Work instructions
Can you copy everything from the start of the listing down through the line containing "258], [25, 255]]]", including both ends, character for character? Leave the pictures out of your answer.

Region annotation items:

---+---

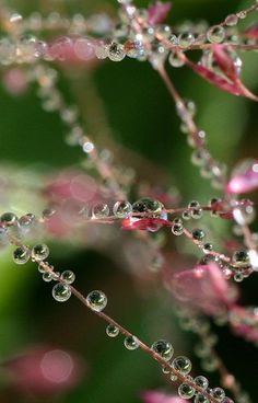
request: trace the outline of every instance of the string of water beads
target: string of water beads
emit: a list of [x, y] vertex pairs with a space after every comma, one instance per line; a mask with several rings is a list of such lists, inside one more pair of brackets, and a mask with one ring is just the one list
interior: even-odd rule
[[175, 313], [178, 316], [179, 326], [184, 331], [191, 331], [199, 337], [200, 343], [196, 345], [195, 354], [201, 358], [202, 369], [209, 372], [218, 370], [221, 377], [221, 384], [232, 392], [236, 402], [251, 403], [250, 398], [227, 370], [215, 350], [214, 345], [218, 339], [216, 335], [210, 330], [210, 323], [204, 318], [195, 318], [194, 312], [183, 307], [177, 307]]
[[[196, 403], [234, 403], [230, 398], [225, 396], [225, 392], [222, 388], [208, 389], [208, 380], [204, 377], [197, 377], [194, 380], [189, 376], [191, 362], [187, 357], [179, 356], [174, 358], [171, 362], [174, 354], [174, 348], [171, 343], [157, 341], [149, 347], [144, 342], [104, 313], [103, 310], [107, 304], [107, 298], [104, 292], [95, 290], [91, 291], [87, 297], [84, 297], [78, 291], [78, 289], [72, 286], [75, 276], [71, 270], [64, 270], [59, 275], [55, 272], [54, 267], [45, 261], [49, 255], [47, 245], [35, 245], [31, 249], [15, 239], [12, 234], [9, 235], [9, 240], [11, 244], [17, 246], [13, 253], [15, 263], [24, 264], [31, 260], [38, 264], [38, 269], [43, 275], [47, 274], [45, 280], [58, 281], [52, 288], [52, 297], [58, 302], [66, 302], [71, 295], [75, 296], [86, 308], [108, 324], [107, 334], [109, 336], [114, 337], [121, 333], [126, 336], [124, 342], [126, 348], [129, 350], [141, 348], [163, 367], [164, 372], [169, 372], [172, 381], [181, 382], [178, 388], [178, 393], [183, 399], [188, 400], [196, 395]], [[26, 258], [24, 258], [25, 255]]]
[[[137, 23], [138, 26], [143, 27], [145, 30], [150, 28], [150, 25], [146, 23], [145, 15], [143, 13], [143, 18], [138, 15], [138, 10], [133, 5], [132, 1], [119, 1], [122, 4], [124, 11], [127, 13], [129, 20], [133, 23]], [[192, 50], [192, 49], [209, 49], [215, 43], [222, 43], [226, 38], [226, 32], [224, 27], [232, 27], [237, 25], [241, 20], [244, 20], [247, 15], [258, 10], [258, 4], [254, 4], [245, 10], [239, 11], [236, 14], [230, 14], [225, 18], [222, 23], [219, 23], [209, 28], [209, 31], [204, 34], [199, 34], [197, 38], [191, 33], [183, 33], [178, 37], [175, 34], [172, 34], [172, 31], [168, 25], [162, 26], [152, 32], [152, 35], [157, 39], [166, 49], [175, 51], [177, 49], [181, 50]], [[150, 32], [151, 34], [151, 32]], [[149, 35], [150, 35], [149, 34]], [[206, 43], [206, 42], [210, 43]], [[235, 44], [231, 42], [234, 48], [239, 48], [242, 50], [255, 50], [258, 48], [257, 44]], [[178, 67], [178, 66], [177, 66]]]
[[67, 142], [70, 146], [78, 145], [81, 147], [82, 151], [91, 159], [101, 177], [108, 182], [109, 191], [117, 198], [125, 199], [126, 195], [121, 183], [118, 182], [119, 179], [116, 171], [101, 157], [93, 140], [85, 135], [75, 106], [67, 105], [61, 91], [57, 88], [57, 70], [43, 65], [36, 67], [31, 72], [31, 79], [37, 81], [39, 85], [38, 96], [43, 100], [43, 108], [58, 112], [60, 119], [69, 129]]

---+---

Task answer
request: trace the outline of every instance of the string of water beads
target: string of water beads
emit: a list of [x, y] vertex pairs with a space after every comma, one instance per line; a mask with several rings is a list of such lists, inside one more pair of brackets, and a mask with one ring is just the one list
interior: even-odd rule
[[175, 313], [178, 316], [179, 326], [184, 331], [191, 331], [199, 337], [200, 343], [196, 345], [195, 354], [201, 358], [202, 369], [209, 372], [218, 370], [221, 377], [221, 384], [232, 392], [236, 402], [251, 403], [250, 398], [227, 370], [215, 350], [214, 345], [218, 339], [216, 335], [210, 330], [210, 323], [204, 318], [195, 318], [194, 312], [183, 307], [177, 307]]
[[[196, 403], [234, 403], [230, 398], [225, 396], [225, 392], [222, 388], [208, 389], [208, 380], [204, 377], [197, 377], [194, 380], [189, 376], [191, 362], [187, 357], [179, 356], [174, 358], [171, 362], [174, 354], [174, 348], [171, 343], [157, 341], [149, 347], [144, 342], [104, 313], [103, 310], [107, 304], [107, 298], [104, 292], [95, 290], [91, 291], [87, 297], [84, 297], [78, 291], [78, 289], [72, 286], [75, 276], [71, 270], [64, 270], [59, 275], [55, 272], [54, 267], [45, 261], [49, 255], [47, 245], [35, 245], [31, 249], [15, 239], [12, 234], [9, 235], [9, 240], [11, 244], [17, 246], [13, 253], [15, 263], [24, 264], [31, 260], [38, 264], [38, 269], [43, 275], [47, 274], [45, 280], [58, 281], [52, 288], [52, 297], [58, 302], [66, 302], [71, 295], [75, 296], [86, 308], [108, 324], [107, 334], [109, 336], [114, 337], [121, 333], [126, 336], [124, 342], [126, 348], [129, 350], [141, 348], [163, 367], [164, 372], [169, 372], [172, 381], [181, 382], [178, 388], [178, 393], [183, 399], [188, 400], [196, 395]], [[26, 258], [24, 258], [25, 255]]]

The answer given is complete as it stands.